Extract every line of the listing below word for word, and leave the pictures out of your answer.

* * *

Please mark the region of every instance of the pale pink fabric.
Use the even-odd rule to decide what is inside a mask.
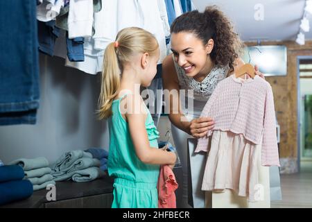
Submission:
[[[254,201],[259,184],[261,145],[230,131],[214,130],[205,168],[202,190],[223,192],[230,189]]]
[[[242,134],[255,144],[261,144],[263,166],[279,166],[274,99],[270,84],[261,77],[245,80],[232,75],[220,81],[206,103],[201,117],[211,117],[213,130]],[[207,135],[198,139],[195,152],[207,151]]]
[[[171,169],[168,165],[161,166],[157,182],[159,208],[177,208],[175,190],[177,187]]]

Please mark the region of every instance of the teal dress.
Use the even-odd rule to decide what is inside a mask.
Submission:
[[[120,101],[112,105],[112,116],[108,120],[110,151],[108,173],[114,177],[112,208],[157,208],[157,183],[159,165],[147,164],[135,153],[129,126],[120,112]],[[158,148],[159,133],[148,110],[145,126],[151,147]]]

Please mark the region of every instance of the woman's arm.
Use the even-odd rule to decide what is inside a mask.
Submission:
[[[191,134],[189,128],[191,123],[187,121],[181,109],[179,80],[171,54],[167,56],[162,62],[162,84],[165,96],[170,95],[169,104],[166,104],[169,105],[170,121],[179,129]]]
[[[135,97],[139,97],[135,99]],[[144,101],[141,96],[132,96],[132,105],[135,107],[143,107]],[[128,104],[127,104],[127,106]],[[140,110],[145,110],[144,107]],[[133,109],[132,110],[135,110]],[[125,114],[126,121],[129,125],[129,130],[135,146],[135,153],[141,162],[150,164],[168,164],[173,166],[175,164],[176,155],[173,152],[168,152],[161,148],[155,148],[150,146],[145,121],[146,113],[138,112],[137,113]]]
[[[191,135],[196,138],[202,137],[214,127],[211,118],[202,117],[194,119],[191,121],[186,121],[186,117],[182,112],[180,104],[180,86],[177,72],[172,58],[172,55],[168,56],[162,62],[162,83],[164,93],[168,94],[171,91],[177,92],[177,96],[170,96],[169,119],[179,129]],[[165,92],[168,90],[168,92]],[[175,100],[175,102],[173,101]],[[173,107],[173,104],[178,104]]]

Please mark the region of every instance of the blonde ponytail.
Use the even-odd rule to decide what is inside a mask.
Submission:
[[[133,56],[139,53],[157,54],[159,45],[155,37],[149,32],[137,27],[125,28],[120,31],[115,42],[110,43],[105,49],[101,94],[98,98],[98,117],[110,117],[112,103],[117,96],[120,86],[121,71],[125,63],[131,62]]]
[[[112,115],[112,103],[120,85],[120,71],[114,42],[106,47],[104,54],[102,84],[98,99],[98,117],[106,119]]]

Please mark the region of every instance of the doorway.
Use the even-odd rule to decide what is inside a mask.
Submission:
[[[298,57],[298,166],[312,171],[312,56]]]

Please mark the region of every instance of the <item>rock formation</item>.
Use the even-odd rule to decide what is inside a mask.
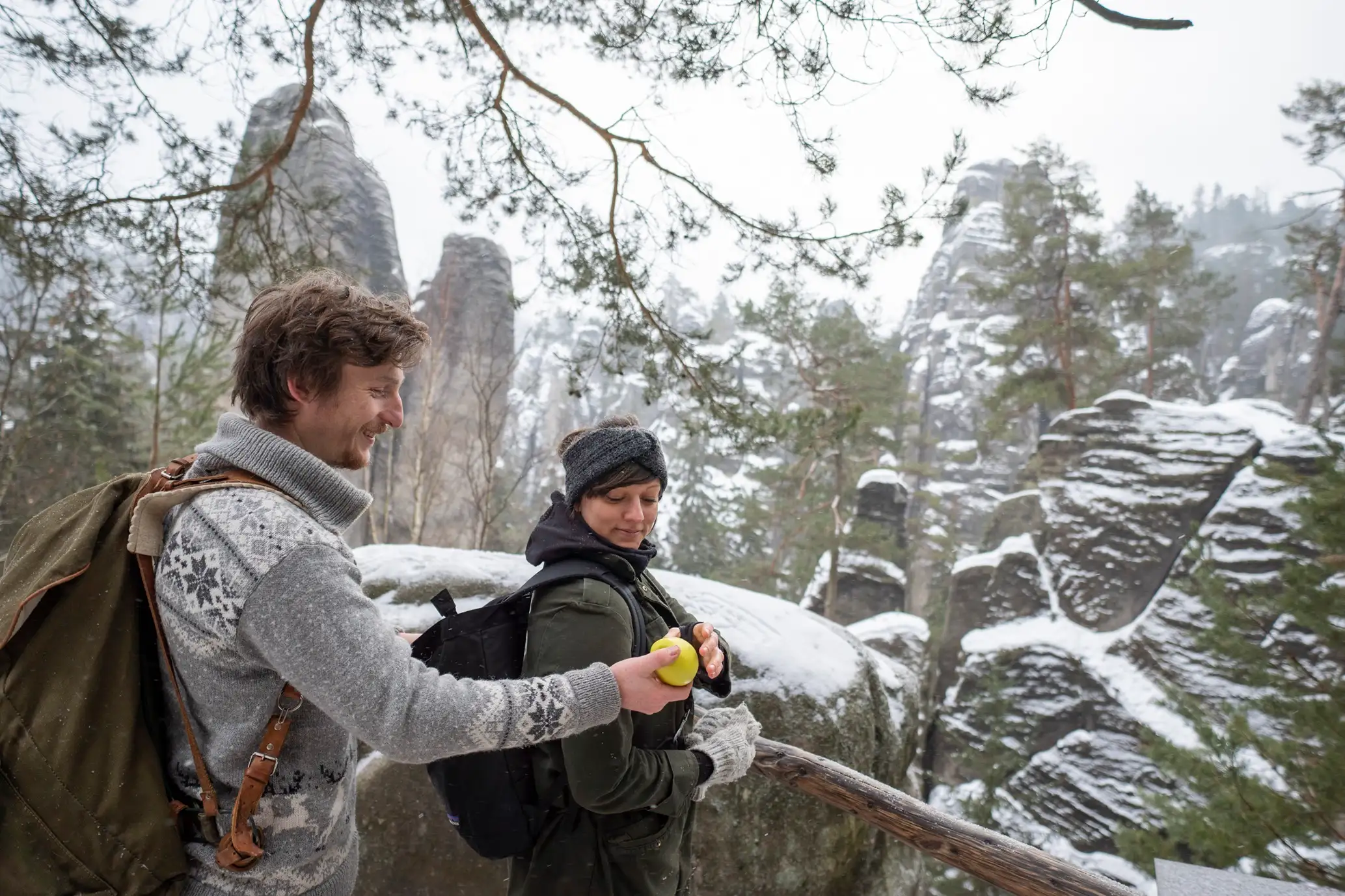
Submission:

* * *

* **RESULT**
Please mark the region of every instance of the pale pink fabric.
Use the even-odd rule to decide what is inside a mask.
Submission:
[[[254,201],[259,184],[261,145],[230,131],[214,130],[205,168],[202,190],[223,192],[230,189]]]
[[[242,134],[255,144],[261,144],[263,166],[279,166],[274,99],[270,84],[261,77],[245,80],[232,75],[220,81],[206,103],[201,117],[211,117],[213,130]],[[207,135],[198,139],[195,152],[207,151]]]
[[[171,169],[168,165],[161,166],[157,182],[159,208],[177,208],[175,190],[177,187]]]

Please mark the region of every instance of the teal dress.
Use the even-odd rule to decide what is inside a mask.
Submission:
[[[120,101],[112,105],[112,116],[108,120],[110,151],[108,173],[114,177],[112,208],[157,208],[157,183],[159,165],[147,164],[135,153],[129,126],[120,112]],[[158,148],[159,133],[148,110],[145,126],[151,147]]]

Please mark the region of every instance of the woman's arm.
Use the even-odd rule to decide what is inside a mask.
Submission:
[[[191,134],[189,128],[191,123],[187,121],[181,109],[179,80],[171,54],[167,56],[162,62],[162,84],[165,96],[170,95],[169,104],[166,104],[169,105],[170,121],[179,129]]]
[[[135,97],[139,97],[135,99]],[[144,101],[141,96],[132,96],[132,105],[135,107],[143,107]],[[128,104],[127,104],[127,106]],[[140,110],[145,110],[144,107]],[[133,109],[132,110],[135,110]],[[125,114],[126,121],[129,125],[129,130],[135,146],[135,153],[141,162],[150,164],[168,164],[173,166],[175,164],[176,155],[173,152],[168,152],[161,148],[155,148],[150,146],[145,121],[146,113],[138,112],[137,113]]]
[[[191,135],[196,138],[202,137],[214,127],[211,118],[202,117],[194,119],[191,121],[186,121],[186,117],[182,112],[180,104],[180,86],[177,72],[172,58],[172,55],[168,56],[162,62],[162,83],[164,93],[168,94],[171,91],[177,92],[177,96],[170,96],[169,119],[179,129]],[[165,92],[168,90],[168,92]],[[175,100],[175,102],[173,101]],[[173,107],[173,104],[178,104]]]

Please mark the region of every instance of the blonde ponytail.
Use the even-odd rule to decide what is inside a mask.
Submission:
[[[133,56],[139,53],[157,54],[159,45],[155,37],[149,32],[137,27],[125,28],[120,31],[115,42],[110,43],[105,49],[101,94],[98,98],[98,117],[110,117],[112,103],[117,96],[120,86],[121,71],[125,63],[131,62]]]
[[[112,115],[112,103],[120,85],[120,71],[114,42],[106,47],[104,54],[102,84],[98,99],[98,117],[106,119]]]

Please mark the region of every instance of the doorway.
Use the even-odd rule to decide what is inside a mask.
Submission:
[[[298,57],[298,166],[312,171],[312,56]]]

Please mark the region of every instance of the <item>rock formation</item>.
Use the even-odd rule to decide what is inside a mask.
Submission:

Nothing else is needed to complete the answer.